### ENTRIES SHOWN

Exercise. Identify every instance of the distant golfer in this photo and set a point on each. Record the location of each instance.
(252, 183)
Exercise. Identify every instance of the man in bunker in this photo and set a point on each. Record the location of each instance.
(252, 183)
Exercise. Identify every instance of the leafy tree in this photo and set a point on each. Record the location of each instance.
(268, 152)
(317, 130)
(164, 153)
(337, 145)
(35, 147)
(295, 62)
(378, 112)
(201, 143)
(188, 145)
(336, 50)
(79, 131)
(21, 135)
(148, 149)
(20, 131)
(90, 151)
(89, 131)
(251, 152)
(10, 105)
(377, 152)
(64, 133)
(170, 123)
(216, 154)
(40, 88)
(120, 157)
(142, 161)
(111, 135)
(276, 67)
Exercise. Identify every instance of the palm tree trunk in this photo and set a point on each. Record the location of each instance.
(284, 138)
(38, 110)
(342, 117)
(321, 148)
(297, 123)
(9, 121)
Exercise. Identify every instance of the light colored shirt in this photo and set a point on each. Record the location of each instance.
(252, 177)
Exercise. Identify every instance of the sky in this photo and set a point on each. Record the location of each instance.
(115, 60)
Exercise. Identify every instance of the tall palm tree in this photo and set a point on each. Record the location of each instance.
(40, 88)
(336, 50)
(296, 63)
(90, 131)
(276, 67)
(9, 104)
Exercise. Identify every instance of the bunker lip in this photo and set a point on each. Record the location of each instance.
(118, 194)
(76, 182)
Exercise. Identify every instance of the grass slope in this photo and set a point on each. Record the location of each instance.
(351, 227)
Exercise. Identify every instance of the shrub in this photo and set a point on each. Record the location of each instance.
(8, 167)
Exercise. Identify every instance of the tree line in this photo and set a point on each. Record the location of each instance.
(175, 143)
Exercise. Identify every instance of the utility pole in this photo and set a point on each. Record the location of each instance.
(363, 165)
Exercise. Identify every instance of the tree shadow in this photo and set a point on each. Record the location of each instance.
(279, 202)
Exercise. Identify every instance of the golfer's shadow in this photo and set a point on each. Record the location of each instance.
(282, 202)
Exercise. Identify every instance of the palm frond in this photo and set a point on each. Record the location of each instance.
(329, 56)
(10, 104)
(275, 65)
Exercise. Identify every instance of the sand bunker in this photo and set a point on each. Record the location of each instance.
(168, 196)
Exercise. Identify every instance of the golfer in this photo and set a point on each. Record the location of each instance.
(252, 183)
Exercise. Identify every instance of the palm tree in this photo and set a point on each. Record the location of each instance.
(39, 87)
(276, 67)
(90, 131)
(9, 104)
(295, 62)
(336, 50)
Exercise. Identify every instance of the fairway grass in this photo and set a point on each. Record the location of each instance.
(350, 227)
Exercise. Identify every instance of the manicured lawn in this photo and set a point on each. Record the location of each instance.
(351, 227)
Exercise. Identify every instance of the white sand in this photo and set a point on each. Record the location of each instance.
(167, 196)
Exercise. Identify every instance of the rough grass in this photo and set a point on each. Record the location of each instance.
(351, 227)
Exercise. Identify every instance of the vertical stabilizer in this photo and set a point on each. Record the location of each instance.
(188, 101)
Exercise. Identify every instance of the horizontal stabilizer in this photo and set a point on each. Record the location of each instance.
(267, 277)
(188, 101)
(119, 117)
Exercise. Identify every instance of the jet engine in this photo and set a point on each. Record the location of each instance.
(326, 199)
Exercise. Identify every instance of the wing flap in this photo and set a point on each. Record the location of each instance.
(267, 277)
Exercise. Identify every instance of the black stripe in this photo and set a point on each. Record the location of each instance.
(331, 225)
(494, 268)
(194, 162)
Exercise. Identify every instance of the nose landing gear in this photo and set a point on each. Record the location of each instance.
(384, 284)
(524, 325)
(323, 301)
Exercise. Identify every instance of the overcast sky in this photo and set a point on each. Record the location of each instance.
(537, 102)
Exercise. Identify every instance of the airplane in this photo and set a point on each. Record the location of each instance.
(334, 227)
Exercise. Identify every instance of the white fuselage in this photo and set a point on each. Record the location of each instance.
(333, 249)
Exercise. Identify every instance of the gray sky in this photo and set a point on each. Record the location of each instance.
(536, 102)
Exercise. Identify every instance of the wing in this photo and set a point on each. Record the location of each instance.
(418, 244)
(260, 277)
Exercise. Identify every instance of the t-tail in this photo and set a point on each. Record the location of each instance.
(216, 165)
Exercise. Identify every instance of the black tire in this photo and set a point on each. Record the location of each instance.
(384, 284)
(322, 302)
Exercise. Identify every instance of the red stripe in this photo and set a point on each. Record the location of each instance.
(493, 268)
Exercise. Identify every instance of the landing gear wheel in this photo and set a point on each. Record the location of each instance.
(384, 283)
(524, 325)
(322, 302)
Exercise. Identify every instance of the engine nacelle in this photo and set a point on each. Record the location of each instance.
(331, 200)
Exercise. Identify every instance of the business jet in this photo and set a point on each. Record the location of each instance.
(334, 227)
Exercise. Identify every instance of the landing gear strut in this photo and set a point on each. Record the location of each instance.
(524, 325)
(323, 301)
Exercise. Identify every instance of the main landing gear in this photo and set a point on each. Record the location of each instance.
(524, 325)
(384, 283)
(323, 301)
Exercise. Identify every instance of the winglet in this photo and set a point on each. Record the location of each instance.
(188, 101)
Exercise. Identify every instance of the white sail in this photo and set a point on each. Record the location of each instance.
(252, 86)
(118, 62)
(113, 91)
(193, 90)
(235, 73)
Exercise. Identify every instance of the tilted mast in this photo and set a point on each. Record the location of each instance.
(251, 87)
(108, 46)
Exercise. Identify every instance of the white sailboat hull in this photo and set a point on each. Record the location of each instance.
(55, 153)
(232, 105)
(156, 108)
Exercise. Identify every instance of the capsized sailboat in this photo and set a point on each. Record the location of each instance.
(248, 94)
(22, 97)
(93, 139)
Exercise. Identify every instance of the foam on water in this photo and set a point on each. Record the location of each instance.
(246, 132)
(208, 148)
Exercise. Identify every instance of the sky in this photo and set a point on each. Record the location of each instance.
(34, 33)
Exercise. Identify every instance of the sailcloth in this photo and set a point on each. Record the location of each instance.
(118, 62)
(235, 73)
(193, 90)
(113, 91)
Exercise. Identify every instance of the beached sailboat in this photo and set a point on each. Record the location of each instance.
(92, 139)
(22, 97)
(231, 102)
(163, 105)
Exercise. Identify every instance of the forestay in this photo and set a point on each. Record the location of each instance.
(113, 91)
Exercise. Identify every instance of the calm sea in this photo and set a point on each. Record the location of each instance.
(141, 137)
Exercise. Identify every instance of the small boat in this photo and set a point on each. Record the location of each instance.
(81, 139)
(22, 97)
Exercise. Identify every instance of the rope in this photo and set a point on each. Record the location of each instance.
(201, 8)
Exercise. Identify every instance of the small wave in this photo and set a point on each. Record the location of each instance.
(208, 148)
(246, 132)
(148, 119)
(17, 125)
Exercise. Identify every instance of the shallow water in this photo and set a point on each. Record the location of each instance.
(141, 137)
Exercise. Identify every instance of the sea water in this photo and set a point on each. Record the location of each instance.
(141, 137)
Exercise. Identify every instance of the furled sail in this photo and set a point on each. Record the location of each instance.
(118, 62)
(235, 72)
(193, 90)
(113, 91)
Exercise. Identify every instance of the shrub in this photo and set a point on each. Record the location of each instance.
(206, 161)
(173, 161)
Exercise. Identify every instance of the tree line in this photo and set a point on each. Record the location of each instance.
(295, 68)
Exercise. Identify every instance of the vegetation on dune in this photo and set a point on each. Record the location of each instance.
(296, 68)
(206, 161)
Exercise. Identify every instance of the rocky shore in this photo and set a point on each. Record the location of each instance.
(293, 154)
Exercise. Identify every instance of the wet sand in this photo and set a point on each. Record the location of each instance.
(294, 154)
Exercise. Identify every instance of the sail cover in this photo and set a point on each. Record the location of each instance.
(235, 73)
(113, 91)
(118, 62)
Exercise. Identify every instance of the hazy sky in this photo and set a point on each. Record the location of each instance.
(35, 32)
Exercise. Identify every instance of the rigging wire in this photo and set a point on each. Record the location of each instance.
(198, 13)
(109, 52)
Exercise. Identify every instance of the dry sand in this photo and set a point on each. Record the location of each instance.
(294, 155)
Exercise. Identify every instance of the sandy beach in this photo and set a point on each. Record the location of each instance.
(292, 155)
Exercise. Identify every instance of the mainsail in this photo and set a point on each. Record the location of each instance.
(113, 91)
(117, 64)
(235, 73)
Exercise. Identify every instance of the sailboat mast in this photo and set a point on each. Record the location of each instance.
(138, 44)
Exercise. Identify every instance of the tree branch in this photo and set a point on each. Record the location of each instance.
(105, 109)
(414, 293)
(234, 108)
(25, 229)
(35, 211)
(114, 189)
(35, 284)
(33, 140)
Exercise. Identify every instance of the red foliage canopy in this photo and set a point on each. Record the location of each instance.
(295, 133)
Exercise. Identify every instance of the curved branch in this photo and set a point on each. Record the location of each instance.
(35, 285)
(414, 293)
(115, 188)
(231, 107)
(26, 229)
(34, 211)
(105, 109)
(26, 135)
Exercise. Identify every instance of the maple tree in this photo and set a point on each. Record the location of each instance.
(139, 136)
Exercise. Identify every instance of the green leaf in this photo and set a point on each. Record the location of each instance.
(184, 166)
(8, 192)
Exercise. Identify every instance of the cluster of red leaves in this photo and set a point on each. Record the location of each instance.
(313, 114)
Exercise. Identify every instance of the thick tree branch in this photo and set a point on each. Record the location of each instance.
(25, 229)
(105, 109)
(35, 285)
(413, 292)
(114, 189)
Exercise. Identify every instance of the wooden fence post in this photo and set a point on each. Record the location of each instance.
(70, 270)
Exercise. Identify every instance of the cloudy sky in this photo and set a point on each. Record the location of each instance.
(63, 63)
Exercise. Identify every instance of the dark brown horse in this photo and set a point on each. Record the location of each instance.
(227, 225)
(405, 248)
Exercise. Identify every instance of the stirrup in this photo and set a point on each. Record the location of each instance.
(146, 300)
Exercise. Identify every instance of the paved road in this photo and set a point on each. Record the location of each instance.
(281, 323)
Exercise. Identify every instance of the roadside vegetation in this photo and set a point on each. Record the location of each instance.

### WHAT TO WORK ON
Please render the stretch of the records above, from the line containing "Exercise. Identify every instance of the maple" through the end of the records, as a numbered list with blank lines left out.

### OUTPUT OF THE TASK
1. Exercise. Identify every instance of the maple tree in this photo and set a point on each. Record the location of each instance.
2. (139, 136)
3. Exercise. Identify every instance of the green leaf in this photo and set a point on each. Record the location of each instance.
4. (184, 166)
5. (8, 192)
6. Exercise. Identify every instance of the cluster of red leaves in this photo and set a point on each. Record the location of each instance.
7. (313, 114)
8. Exercise. Identify every instance of the thick tree branch in this photo and set a point on each. Record the location of each instance.
9. (25, 229)
10. (105, 109)
11. (35, 285)
12. (413, 292)
13. (114, 189)
14. Exercise. Identify every instance of the wooden fence post in this photo and set a point on each. Record the location of each instance.
15. (70, 270)
16. Exercise. Identify every instance of the cloudy sky in this photo and set a point on each. Record the location of each instance.
17. (63, 63)
18. Exercise. Identify every instance of the dark brown horse in this photo and set a point on each. Record the location of each instance.
19. (227, 225)
20. (405, 248)
21. Exercise. Identify every instance of the stirrup in this photo and set a point on each. Record the location of each instance.
22. (146, 300)
23. Exercise. Identify every instance of the paved road in this photo and set a point on each. Record the location of each instance.
24. (281, 323)
25. Exercise. Identify every instance of the roadside vegetation in this photo and set a point on each. Record the location of each instance.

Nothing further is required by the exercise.